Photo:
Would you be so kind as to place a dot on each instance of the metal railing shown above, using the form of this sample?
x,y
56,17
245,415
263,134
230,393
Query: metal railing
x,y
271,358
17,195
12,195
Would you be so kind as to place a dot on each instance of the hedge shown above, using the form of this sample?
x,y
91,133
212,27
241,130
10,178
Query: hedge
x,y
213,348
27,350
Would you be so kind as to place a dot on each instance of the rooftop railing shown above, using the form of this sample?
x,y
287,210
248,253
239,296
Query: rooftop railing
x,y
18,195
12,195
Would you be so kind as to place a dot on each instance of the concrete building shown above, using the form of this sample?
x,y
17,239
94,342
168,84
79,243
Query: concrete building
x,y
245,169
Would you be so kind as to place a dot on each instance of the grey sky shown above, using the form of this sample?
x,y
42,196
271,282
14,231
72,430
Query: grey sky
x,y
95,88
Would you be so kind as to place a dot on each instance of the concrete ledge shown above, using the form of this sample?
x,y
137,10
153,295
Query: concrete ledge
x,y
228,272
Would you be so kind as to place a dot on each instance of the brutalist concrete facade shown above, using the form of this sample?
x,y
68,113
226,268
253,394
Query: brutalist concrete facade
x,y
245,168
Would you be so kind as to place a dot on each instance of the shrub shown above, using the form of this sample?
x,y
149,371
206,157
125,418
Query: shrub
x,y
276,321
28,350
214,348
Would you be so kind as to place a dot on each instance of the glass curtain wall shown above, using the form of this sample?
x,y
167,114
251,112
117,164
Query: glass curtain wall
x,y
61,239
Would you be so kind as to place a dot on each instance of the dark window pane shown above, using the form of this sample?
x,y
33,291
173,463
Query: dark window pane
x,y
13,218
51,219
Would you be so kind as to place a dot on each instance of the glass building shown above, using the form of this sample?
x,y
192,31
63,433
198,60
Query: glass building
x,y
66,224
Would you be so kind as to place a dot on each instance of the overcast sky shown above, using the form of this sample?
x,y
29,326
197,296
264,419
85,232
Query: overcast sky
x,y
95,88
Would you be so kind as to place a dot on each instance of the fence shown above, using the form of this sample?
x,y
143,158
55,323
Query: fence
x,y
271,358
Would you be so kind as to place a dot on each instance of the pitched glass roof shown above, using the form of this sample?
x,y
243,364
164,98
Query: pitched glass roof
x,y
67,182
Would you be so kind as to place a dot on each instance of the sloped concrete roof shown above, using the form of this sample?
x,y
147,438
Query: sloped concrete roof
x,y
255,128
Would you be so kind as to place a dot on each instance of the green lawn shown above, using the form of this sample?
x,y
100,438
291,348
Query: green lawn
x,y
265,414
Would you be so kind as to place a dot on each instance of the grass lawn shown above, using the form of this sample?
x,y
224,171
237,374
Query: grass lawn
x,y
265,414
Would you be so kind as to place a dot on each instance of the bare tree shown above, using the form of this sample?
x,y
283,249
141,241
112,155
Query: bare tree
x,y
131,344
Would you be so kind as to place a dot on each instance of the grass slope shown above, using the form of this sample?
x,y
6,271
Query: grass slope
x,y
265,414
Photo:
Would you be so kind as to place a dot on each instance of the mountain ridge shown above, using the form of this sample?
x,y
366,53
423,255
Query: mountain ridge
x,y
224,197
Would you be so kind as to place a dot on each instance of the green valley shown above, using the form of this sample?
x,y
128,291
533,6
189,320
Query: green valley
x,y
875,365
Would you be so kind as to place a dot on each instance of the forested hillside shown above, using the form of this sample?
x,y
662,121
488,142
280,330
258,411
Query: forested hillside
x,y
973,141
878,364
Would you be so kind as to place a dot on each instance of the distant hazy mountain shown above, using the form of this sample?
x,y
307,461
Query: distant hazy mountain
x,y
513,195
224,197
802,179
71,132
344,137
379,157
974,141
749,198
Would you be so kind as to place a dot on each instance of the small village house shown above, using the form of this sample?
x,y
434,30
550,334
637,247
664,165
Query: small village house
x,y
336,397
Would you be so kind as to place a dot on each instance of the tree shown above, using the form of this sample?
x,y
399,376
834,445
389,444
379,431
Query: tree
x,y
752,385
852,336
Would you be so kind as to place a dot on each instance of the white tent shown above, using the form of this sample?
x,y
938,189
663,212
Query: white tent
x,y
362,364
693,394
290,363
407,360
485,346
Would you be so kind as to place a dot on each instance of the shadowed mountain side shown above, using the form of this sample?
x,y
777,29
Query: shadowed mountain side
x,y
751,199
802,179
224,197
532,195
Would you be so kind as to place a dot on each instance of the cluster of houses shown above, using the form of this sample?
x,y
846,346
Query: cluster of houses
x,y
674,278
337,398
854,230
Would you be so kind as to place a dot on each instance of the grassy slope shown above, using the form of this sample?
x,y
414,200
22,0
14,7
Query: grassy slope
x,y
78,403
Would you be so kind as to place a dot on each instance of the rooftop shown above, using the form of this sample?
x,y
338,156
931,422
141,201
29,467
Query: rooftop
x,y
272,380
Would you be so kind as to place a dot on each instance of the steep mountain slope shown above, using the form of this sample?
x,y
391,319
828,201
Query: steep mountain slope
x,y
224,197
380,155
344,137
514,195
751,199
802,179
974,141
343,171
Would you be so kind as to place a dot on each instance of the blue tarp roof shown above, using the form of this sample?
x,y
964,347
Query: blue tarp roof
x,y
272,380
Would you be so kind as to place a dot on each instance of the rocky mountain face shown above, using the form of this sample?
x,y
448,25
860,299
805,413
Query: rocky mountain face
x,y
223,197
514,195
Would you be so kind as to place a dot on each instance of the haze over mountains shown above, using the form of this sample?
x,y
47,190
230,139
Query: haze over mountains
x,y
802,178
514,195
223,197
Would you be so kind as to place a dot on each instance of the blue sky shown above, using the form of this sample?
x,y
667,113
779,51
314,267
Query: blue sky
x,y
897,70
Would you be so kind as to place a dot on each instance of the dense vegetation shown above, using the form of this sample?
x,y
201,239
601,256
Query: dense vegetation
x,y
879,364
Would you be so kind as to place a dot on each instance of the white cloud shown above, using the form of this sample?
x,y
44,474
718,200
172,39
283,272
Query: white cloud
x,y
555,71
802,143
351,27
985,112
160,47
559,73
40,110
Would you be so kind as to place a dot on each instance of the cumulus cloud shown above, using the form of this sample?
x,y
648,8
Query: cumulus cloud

----

- REQUIREMENTS
All of the entries above need to be reproduced exactly.

- RESPONSE TO THIS TASK
Photo:
Would you be so kind as to place a dot on each instance of the metal railing shown above, using the form of this sample?
x,y
56,17
245,415
263,134
230,393
Query: metal railing
x,y
271,358
17,195
12,195
Would you be so kind as to place a dot on each instance of the hedge shown above, using the form of this sample?
x,y
91,133
212,27
241,130
10,178
Query: hedge
x,y
213,348
27,350
Would you be so kind as to place a dot on each instance of the rooftop railing shown above, using the form of this sample?
x,y
287,210
248,253
239,296
Query: rooftop railing
x,y
18,195
12,195
Would you be so kind as to place a dot on each instance of the concrete building shown above, using the form of this sample?
x,y
17,239
94,342
168,84
79,243
Query: concrete building
x,y
245,169
Would you be so kind as to place a dot on each instance of the grey sky shown above, using the form of this sample?
x,y
42,196
271,282
14,231
72,430
Query: grey sky
x,y
95,88
Would you be so kind as to place a dot on each instance of the concrete ledge shown above, using the form of this sample?
x,y
137,10
153,295
Query: concrete ledge
x,y
228,272
Would you be so kind as to place a dot on each instance of the brutalist concrete facade shown above, using the form of this sample?
x,y
68,113
226,268
253,394
Query: brutalist concrete facade
x,y
245,168
Would you be so kind as to place a dot on each instance of the shrub shown above, using the form of this sample?
x,y
149,371
206,157
125,418
Query: shrub
x,y
276,321
28,350
214,348
Would you be so kind as to place a dot on each instance of the glass curtain wall shown above, using the form of this sample?
x,y
167,114
251,112
117,164
Query: glass curtain wall
x,y
61,239
Would you be so kind as to place a dot on each instance of the dark window pane shown above, using the form of this sample?
x,y
33,291
173,463
Query: dark window pane
x,y
13,218
51,219
Would you be so kind as to place a dot on each instance of the glass building shown above, using the form of this sample?
x,y
192,31
63,433
198,60
Query: glass building
x,y
66,224
Would you be so kind as to place a dot on each instance of the overcast sky shown above, using the form of this sample?
x,y
29,326
197,296
264,419
85,232
Query: overcast sky
x,y
95,88
Would you be so kind as to place a dot on each instance of the fence shown above, using the form of this sample?
x,y
143,158
55,323
Query: fence
x,y
271,358
Would you be so kind as to place a dot on each instance of the pitched glass roof shown above, using the form of this sample?
x,y
243,364
164,98
Query: pitched glass roof
x,y
67,182
Would you be so kind as to place a dot on each instance of the sloped concrete roof shown above, using the form of this sample?
x,y
147,438
Query: sloped concrete roof
x,y
255,128
Would you be so kind as to place a dot on each instance of the green lawn shown above, using the form of this sample?
x,y
100,438
291,348
Query: green lawn
x,y
265,414
Would you be so kind as to place a dot on each instance of the grass lawn shown above, using the form of this sample?
x,y
224,171
237,374
Query: grass lawn
x,y
265,414
Would you be so kind as to place a dot on each instance of the bare tree shown above, using the form of this sample?
x,y
283,249
141,241
112,155
Query: bare tree
x,y
131,344
Would you be so kind as to place a dot on each instance of the grass slope shown above, using the form of this sample?
x,y
6,271
Query: grass slope
x,y
265,414
Photo:
Would you be so kind as to place a dot on each instance of the mountain ridge shown above, using the form of this sample?
x,y
366,53
423,255
Query: mountain ridge
x,y
224,197
Would you be so kind as to place a dot on each instance of the green valley shown above, using the form of this sample?
x,y
128,291
533,6
189,320
Query: green valley
x,y
875,365
Would you be so kind as to place a dot on each instance of the forested hillside shown above, using the form of this sample?
x,y
662,121
488,142
280,330
258,411
Query: forested hillside
x,y
973,141
878,364
Would you be so kind as to place a dot on each instance of the distant hazy mountain shown above, using the form of this sample?
x,y
307,461
Query: distant hazy mountain
x,y
513,195
224,197
802,179
71,132
344,137
379,157
974,141
749,198
Would you be so kind as to place a dot on each instance of the small village house shown above, using the form of this sample?
x,y
434,30
550,334
637,247
664,165
Query: small village house
x,y
336,397
Would you be so kind as to place a dot on each instance of the tree shown above, using the form of this sample?
x,y
399,376
834,445
389,444
379,431
Query: tree
x,y
752,385
852,336
Would you be so kind as to place a dot on each instance of the white tent shown above, using the form of this sample?
x,y
938,189
663,212
Query: white tent
x,y
362,364
693,394
290,363
407,360
485,346
Would you be so kind as to place a dot on each instance of the shadowed mountain side shown above, using the form of this sample?
x,y
777,29
Query: shadowed mountain side
x,y
751,199
802,179
224,197
532,195
Would you be so kind as to place a dot on each instance of the cluster of houses shown above, using the form of this sample?
x,y
846,346
Query: cluster of houses
x,y
674,278
337,398
854,230
Would you be so kind as to place a dot on each instance of the grassy slope shown above, using the form of this sample?
x,y
414,200
22,0
14,7
Query: grassy slope
x,y
78,403
Would you be so kind as to place a dot on each instance of the rooftop shown above, using the form of this sample?
x,y
338,156
931,422
141,201
29,467
Query: rooftop
x,y
272,380
Would you be so kind as to place a dot on each instance of the steep mountain slope shown above, using the form of this sample?
x,y
391,319
828,201
Query: steep mountain slope
x,y
224,197
380,155
344,137
514,195
751,199
802,179
974,141
343,171
Would you be so kind as to place a dot on each instance of the blue tarp roof shown above, using the form of this sample?
x,y
964,347
Query: blue tarp roof
x,y
272,380
Would you be so kind as to place a dot on each instance of the rocky mountain face shown above, using the form of this sample?
x,y
448,25
860,299
805,413
Query: rocky mountain face
x,y
223,197
514,195
Would you be so kind as to place a dot on each instance of the haze over mountains shown above, using the form of this sample?
x,y
47,190
230,139
Query: haze over mountains
x,y
802,178
514,195
223,197
Would you be so kind as to place a dot on each instance of the blue sky shown above, using the form of this sample?
x,y
667,113
779,51
314,267
Query: blue sky
x,y
897,70
Would you be so kind as to place a dot on each instance of the dense vegetation shown above, using the form of this sample?
x,y
201,239
601,256
Query: dense vegetation
x,y
879,364
Would you be so kind as to place a dot on each instance of the white cloud shown above, using the form of this sample?
x,y
44,474
718,200
172,39
283,272
Query: white cloud
x,y
555,71
802,143
351,27
985,112
160,47
559,73
40,110
Would you be so kind as to place a dot on each instance of the cumulus cloud shown above, using the form of this sample?
x,y
648,8
Query: cumulus cloud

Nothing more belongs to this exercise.